[PROBLEM STATEMENT]: Rewrite the records from the line containing "of the display" through the end of the records, swapping "display table" for "exhibit table" and leaving everything else unchanged.
[START OF RECORDS SUPPLIED]
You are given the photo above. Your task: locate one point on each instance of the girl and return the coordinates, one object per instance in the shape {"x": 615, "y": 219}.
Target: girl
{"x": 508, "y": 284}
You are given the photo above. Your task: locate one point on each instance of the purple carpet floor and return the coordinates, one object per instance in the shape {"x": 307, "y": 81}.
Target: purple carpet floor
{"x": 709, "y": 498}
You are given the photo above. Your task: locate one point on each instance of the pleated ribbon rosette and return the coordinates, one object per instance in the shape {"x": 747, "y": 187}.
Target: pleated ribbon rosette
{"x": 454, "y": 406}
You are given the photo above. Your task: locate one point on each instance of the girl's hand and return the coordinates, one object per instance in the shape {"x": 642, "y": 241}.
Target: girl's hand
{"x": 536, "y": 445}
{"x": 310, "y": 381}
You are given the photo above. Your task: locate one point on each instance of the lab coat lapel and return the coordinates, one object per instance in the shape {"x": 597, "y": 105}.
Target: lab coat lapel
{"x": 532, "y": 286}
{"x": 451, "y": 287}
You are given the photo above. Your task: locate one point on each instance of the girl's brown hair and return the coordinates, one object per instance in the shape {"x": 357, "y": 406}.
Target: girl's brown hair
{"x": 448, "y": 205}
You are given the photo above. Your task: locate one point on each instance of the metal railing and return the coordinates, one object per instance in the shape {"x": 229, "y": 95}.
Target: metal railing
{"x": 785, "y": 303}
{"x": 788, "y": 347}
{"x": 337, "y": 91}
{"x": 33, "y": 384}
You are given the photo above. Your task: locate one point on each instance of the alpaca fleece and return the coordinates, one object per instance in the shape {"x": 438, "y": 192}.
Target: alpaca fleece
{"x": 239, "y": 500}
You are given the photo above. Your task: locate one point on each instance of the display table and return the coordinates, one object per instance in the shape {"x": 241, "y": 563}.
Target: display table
[END OF RECORDS SUPPLIED]
[SOLUTION FOR THIS EXERCISE]:
You are given the photo above. Your task: locate one point on each instance of the exhibit table and return the coordinates, one object per instance in the shape {"x": 241, "y": 563}.
Target: exhibit table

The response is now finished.